# DATA TO PROCESS

☆ ☆ ☆ ☆

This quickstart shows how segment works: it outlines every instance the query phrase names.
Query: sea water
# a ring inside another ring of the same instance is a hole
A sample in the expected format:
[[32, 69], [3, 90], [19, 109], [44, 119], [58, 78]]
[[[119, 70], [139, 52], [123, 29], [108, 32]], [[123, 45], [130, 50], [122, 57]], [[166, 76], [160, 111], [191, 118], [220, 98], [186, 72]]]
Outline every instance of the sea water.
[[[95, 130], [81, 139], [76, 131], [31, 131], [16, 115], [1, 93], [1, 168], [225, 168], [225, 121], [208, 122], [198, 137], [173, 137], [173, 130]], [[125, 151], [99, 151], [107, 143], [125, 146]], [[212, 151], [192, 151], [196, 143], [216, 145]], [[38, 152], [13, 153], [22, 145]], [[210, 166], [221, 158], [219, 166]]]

☆ ☆ ☆ ☆

# WHAT IS NEEDED
Rewrite the listing above, replacing each occurrence of "sea water" with "ocean water" and changing nothing else.

# FINISHED ANSWER
This quickstart shows how segment works: it outlines every instance the query phrase names.
Query: ocean water
# a ring inside another ring of the same instance is a hole
A sample in the expected format:
[[32, 69], [3, 90], [19, 109], [44, 119], [58, 78]]
[[[119, 70], [139, 52], [123, 29], [108, 32]], [[123, 45], [130, 50], [122, 57]], [[166, 76], [160, 111], [191, 118], [220, 98], [186, 72]]]
Outline every instance of the ocean water.
[[[95, 130], [81, 139], [76, 131], [31, 131], [16, 115], [1, 93], [1, 168], [225, 168], [225, 121], [208, 122], [198, 137], [173, 137], [173, 130]], [[125, 151], [99, 151], [107, 143], [125, 146]], [[212, 151], [192, 151], [196, 143], [216, 145]], [[38, 152], [13, 153], [22, 145]], [[210, 166], [221, 158], [219, 166]]]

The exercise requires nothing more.